> [What needs to be done] Revise the data below so that each "Coordinates" reads "Locations", with every other line left unchanged. Omit the pictures from your answer.

═══ Input records ═══

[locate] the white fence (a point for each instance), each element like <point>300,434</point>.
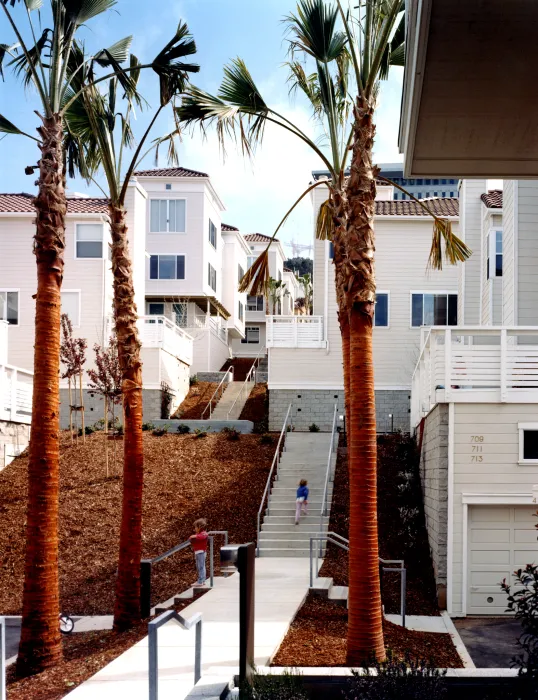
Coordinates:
<point>295,332</point>
<point>480,364</point>
<point>15,394</point>
<point>160,332</point>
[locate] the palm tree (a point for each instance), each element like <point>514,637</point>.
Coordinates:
<point>44,61</point>
<point>367,46</point>
<point>98,133</point>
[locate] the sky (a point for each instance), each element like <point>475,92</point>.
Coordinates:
<point>256,193</point>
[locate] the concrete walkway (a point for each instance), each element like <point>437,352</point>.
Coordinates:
<point>281,586</point>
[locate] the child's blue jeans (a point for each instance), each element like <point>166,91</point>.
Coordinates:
<point>200,566</point>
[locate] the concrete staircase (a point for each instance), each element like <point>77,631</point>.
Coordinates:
<point>305,457</point>
<point>230,394</point>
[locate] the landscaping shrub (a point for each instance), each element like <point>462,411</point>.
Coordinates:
<point>288,686</point>
<point>397,680</point>
<point>231,433</point>
<point>266,439</point>
<point>523,601</point>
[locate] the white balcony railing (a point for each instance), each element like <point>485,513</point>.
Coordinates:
<point>16,386</point>
<point>295,332</point>
<point>160,332</point>
<point>480,364</point>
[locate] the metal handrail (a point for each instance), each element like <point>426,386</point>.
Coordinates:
<point>230,370</point>
<point>153,648</point>
<point>146,566</point>
<point>334,538</point>
<point>276,459</point>
<point>251,371</point>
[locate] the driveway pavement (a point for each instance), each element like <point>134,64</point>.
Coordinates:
<point>491,641</point>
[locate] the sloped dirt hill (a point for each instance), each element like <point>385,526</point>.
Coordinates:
<point>185,478</point>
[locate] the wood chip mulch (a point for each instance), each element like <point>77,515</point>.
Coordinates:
<point>317,637</point>
<point>195,403</point>
<point>185,478</point>
<point>85,653</point>
<point>402,526</point>
<point>256,408</point>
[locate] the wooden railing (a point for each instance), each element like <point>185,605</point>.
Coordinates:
<point>295,332</point>
<point>160,332</point>
<point>479,364</point>
<point>16,387</point>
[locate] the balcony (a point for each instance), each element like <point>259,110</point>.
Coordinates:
<point>160,332</point>
<point>482,364</point>
<point>295,332</point>
<point>16,387</point>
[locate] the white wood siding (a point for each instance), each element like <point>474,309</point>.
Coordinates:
<point>491,470</point>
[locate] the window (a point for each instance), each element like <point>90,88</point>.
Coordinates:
<point>9,307</point>
<point>528,443</point>
<point>254,303</point>
<point>381,313</point>
<point>155,309</point>
<point>89,241</point>
<point>180,312</point>
<point>252,334</point>
<point>495,254</point>
<point>439,309</point>
<point>71,306</point>
<point>167,216</point>
<point>212,234</point>
<point>167,267</point>
<point>212,277</point>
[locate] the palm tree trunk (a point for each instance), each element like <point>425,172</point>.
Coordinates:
<point>40,646</point>
<point>365,626</point>
<point>127,605</point>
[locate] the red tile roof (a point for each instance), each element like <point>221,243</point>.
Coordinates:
<point>493,199</point>
<point>170,172</point>
<point>258,238</point>
<point>441,206</point>
<point>22,203</point>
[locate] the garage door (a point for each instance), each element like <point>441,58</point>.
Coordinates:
<point>501,539</point>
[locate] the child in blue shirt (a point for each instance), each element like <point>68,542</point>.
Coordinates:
<point>301,504</point>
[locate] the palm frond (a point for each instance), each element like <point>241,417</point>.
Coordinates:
<point>174,73</point>
<point>314,30</point>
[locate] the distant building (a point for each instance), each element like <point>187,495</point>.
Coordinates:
<point>419,187</point>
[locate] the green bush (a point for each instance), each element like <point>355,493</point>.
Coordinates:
<point>397,680</point>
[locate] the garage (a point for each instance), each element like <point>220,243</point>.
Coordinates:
<point>501,539</point>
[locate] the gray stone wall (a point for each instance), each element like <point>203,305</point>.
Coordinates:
<point>434,477</point>
<point>13,436</point>
<point>317,406</point>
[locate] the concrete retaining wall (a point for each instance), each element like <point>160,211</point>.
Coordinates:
<point>434,477</point>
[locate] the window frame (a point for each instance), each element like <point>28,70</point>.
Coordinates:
<point>168,200</point>
<point>491,245</point>
<point>17,291</point>
<point>387,293</point>
<point>245,340</point>
<point>168,279</point>
<point>90,223</point>
<point>522,427</point>
<point>79,293</point>
<point>435,292</point>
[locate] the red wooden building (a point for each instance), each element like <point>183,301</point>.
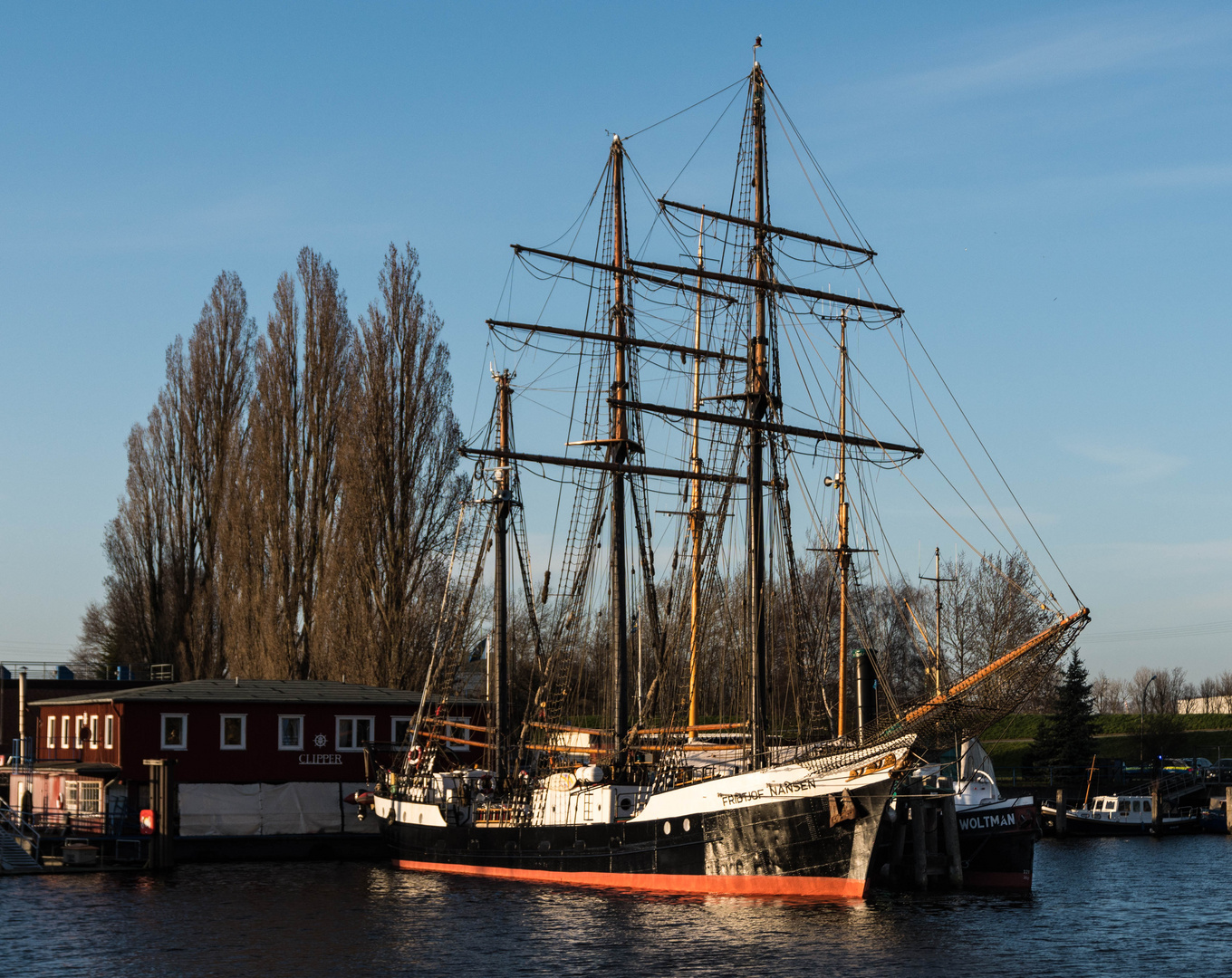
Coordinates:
<point>254,759</point>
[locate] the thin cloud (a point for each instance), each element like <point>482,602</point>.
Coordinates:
<point>1131,465</point>
<point>1109,47</point>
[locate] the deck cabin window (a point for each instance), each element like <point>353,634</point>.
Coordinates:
<point>175,732</point>
<point>233,732</point>
<point>82,796</point>
<point>352,732</point>
<point>291,732</point>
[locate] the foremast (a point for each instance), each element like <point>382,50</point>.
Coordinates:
<point>758,398</point>
<point>498,658</point>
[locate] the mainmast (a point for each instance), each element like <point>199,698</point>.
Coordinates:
<point>695,513</point>
<point>618,452</point>
<point>758,393</point>
<point>498,658</point>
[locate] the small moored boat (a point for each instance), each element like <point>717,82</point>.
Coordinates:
<point>1121,814</point>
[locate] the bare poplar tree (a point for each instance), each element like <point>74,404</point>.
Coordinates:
<point>281,544</point>
<point>400,488</point>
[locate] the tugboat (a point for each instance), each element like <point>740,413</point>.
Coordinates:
<point>1122,814</point>
<point>996,834</point>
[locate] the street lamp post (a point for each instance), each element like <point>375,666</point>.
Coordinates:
<point>1142,724</point>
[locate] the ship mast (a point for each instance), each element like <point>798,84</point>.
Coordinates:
<point>498,658</point>
<point>844,554</point>
<point>935,666</point>
<point>758,394</point>
<point>695,513</point>
<point>618,454</point>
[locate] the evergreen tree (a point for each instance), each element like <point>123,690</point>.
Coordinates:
<point>1067,737</point>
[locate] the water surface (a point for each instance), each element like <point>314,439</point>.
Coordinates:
<point>1099,906</point>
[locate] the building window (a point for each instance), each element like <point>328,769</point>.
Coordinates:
<point>399,727</point>
<point>354,732</point>
<point>235,732</point>
<point>175,732</point>
<point>291,734</point>
<point>82,797</point>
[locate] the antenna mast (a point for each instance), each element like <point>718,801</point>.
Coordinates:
<point>935,666</point>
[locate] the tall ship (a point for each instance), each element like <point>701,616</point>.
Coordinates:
<point>698,695</point>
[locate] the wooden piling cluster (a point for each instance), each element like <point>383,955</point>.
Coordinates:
<point>933,823</point>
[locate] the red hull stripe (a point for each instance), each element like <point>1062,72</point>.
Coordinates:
<point>767,886</point>
<point>996,881</point>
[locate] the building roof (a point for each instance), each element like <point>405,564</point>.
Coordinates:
<point>249,691</point>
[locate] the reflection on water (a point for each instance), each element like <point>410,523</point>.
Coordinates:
<point>1099,906</point>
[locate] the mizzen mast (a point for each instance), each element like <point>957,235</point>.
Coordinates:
<point>758,399</point>
<point>618,454</point>
<point>695,512</point>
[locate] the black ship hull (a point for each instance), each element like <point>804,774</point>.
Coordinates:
<point>996,843</point>
<point>787,847</point>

═══

> [Problem solution]
[locate] the white fence (a point for each instance), each element like <point>300,434</point>.
Locations:
<point>295,332</point>
<point>480,364</point>
<point>15,394</point>
<point>160,332</point>
[locate] the palm tree (a point for each instance), each element like <point>514,637</point>.
Locations:
<point>44,61</point>
<point>367,46</point>
<point>98,133</point>
[locate] the sky (a point for each instance), each element like <point>475,92</point>.
Locations:
<point>256,193</point>
[locate] the concrete walkway (a point for each instance), each element like <point>437,352</point>.
Locations:
<point>281,586</point>
[locate] the child's blue jeans (a point for each instance), each element like <point>166,91</point>.
Locations:
<point>200,566</point>
[locate] the concrete staircase (a point for each instance), each element like <point>77,631</point>.
Locations:
<point>305,457</point>
<point>230,394</point>
[locate] the landscaping shrub (a point for each instance), each element like <point>462,411</point>.
Locations:
<point>288,686</point>
<point>397,680</point>
<point>231,433</point>
<point>266,439</point>
<point>523,601</point>
[locate] the white balcony railing (a point for each instance), each element like <point>485,513</point>.
Locations:
<point>16,386</point>
<point>295,332</point>
<point>160,332</point>
<point>480,364</point>
[locate] the metal handrail (a point for each instance), each element like <point>426,386</point>.
Locations:
<point>230,370</point>
<point>153,648</point>
<point>146,566</point>
<point>334,538</point>
<point>276,459</point>
<point>251,371</point>
[locate] the driveway pavement (a point for each instance), each element like <point>134,64</point>.
Locations:
<point>491,641</point>
[locate] the sloped dirt hill (a point for each instance), each element like <point>385,526</point>.
Locations:
<point>185,478</point>
[locate] the wood chip mulch (a point for each instance), each element like <point>77,515</point>.
Locations:
<point>317,637</point>
<point>195,403</point>
<point>185,478</point>
<point>85,653</point>
<point>402,526</point>
<point>256,408</point>
[locate] the wooden railing (a point for each instance), each element like <point>185,605</point>.
Locations:
<point>295,332</point>
<point>160,332</point>
<point>479,364</point>
<point>16,387</point>
[locate] the balcony (a point for each instance), each element like <point>259,110</point>.
Locations:
<point>160,332</point>
<point>482,364</point>
<point>295,332</point>
<point>16,387</point>
[locate] the white wood siding (a point for each instance), each element like <point>474,309</point>.
Locations:
<point>491,470</point>
[locate] the window (a point for each instance), each element like <point>90,88</point>.
Locations:
<point>9,307</point>
<point>528,443</point>
<point>254,303</point>
<point>381,313</point>
<point>155,309</point>
<point>89,241</point>
<point>180,312</point>
<point>252,334</point>
<point>495,254</point>
<point>439,309</point>
<point>71,306</point>
<point>167,216</point>
<point>212,234</point>
<point>167,267</point>
<point>212,277</point>
[locate] the palm tree trunk (a point for each instance), each element like <point>425,172</point>.
Locations:
<point>40,646</point>
<point>365,626</point>
<point>127,605</point>
[locate] the red tile roof (a point for each instance), each element like <point>221,243</point>.
Locations:
<point>493,199</point>
<point>170,172</point>
<point>258,238</point>
<point>441,206</point>
<point>22,203</point>
[locate] the garage door (a point for each instance), each element like <point>441,58</point>.
Locations:
<point>501,539</point>
[locate] the child in blue shirt (a point for each instance), each element like <point>68,542</point>.
Locations:
<point>301,504</point>
[locate] the palm frond (a point for each instance), each element like <point>241,417</point>.
Locations:
<point>174,73</point>
<point>314,30</point>
[locate] the distant building (a point for each instance), each element like <point>187,495</point>.
Locations:
<point>419,187</point>
[locate] the green bush (a point for each instance), each element like <point>355,493</point>.
Locations:
<point>397,680</point>
[locate] the garage (a point for each instance), each element like <point>220,243</point>.
Locations:
<point>501,539</point>
[locate] the gray stone wall (a point for each instance), each element like <point>203,305</point>.
Locations:
<point>434,477</point>
<point>13,436</point>
<point>317,406</point>
[locate] the concrete retaining wall (a point for each instance), each element like <point>160,211</point>.
Locations:
<point>434,477</point>
[locate] the window frame (a point for each instance), each element like <point>28,70</point>.
Locations:
<point>168,200</point>
<point>491,245</point>
<point>17,291</point>
<point>387,293</point>
<point>245,340</point>
<point>168,279</point>
<point>90,223</point>
<point>522,427</point>
<point>79,293</point>
<point>435,292</point>
[locate] the red wooden building (a point for each instance), each element like <point>183,301</point>.
Locations:
<point>254,759</point>
[locate] the thin cloud (a point for each instance), each element like <point>482,602</point>.
Locations:
<point>1131,465</point>
<point>1109,47</point>
[locate] the deck cabin window (a point for each instance), each element like <point>353,634</point>.
Locations:
<point>175,732</point>
<point>233,732</point>
<point>82,796</point>
<point>352,732</point>
<point>291,732</point>
[locate] the foremast (a point for each instance), each element like <point>382,50</point>.
Locations:
<point>758,398</point>
<point>498,658</point>
[locate] the mainmast (a point for each instance), each element like <point>199,698</point>.
Locations:
<point>695,513</point>
<point>618,452</point>
<point>758,393</point>
<point>498,658</point>
[locate] the small moored boat (a point for each instance), each element like <point>717,82</point>.
Locations:
<point>1121,814</point>
[locate] the bare poplar tree (a point for each instance), each element like <point>74,404</point>.
Locations:
<point>281,544</point>
<point>400,488</point>
[locate] the tugboat (a point for each instance), each element like <point>740,413</point>.
Locations:
<point>1122,814</point>
<point>996,834</point>
[locate] the street lamp post (a point for each instance), each element like <point>375,666</point>.
Locations:
<point>1142,724</point>
[locate] the ship mast (a point for each instance), each element like <point>798,84</point>.
Locations:
<point>498,658</point>
<point>844,554</point>
<point>935,666</point>
<point>758,394</point>
<point>695,513</point>
<point>618,454</point>
[locate] the evergreen tree (a point for each instance), each element like <point>123,690</point>.
Locations:
<point>1067,737</point>
[locate] the water surface (a point for each instance), each element like <point>314,439</point>.
Locations:
<point>1099,906</point>
[locate] the building window (a point for each instance), each element like <point>328,769</point>.
Locations:
<point>399,727</point>
<point>354,732</point>
<point>235,732</point>
<point>175,732</point>
<point>291,734</point>
<point>82,797</point>
[locate] the antenna mast (a point for each instance), each element like <point>718,801</point>.
Locations:
<point>935,666</point>
[locate] the tall ship (a point for each instance), each element like <point>701,616</point>.
Locations:
<point>698,695</point>
[locate] the wooden piling cluster (a point for each instance), each element like <point>383,955</point>.
Locations:
<point>933,823</point>
[locate] the red hull stripe (a point for each instance), each element like <point>1062,72</point>.
Locations:
<point>767,886</point>
<point>996,881</point>
[locate] the building roof (a point for each instance), each element like <point>405,564</point>.
Locations:
<point>249,691</point>
[locate] the reflection on water (a point for each instance), each element like <point>410,523</point>.
Locations:
<point>1099,906</point>
[locate] the mizzen mast (a point for each instance), each element like <point>957,235</point>.
Locations:
<point>758,399</point>
<point>618,454</point>
<point>695,512</point>
[locate] the black ship hull (a point for each instance), each element like <point>804,774</point>.
Locations:
<point>996,843</point>
<point>787,847</point>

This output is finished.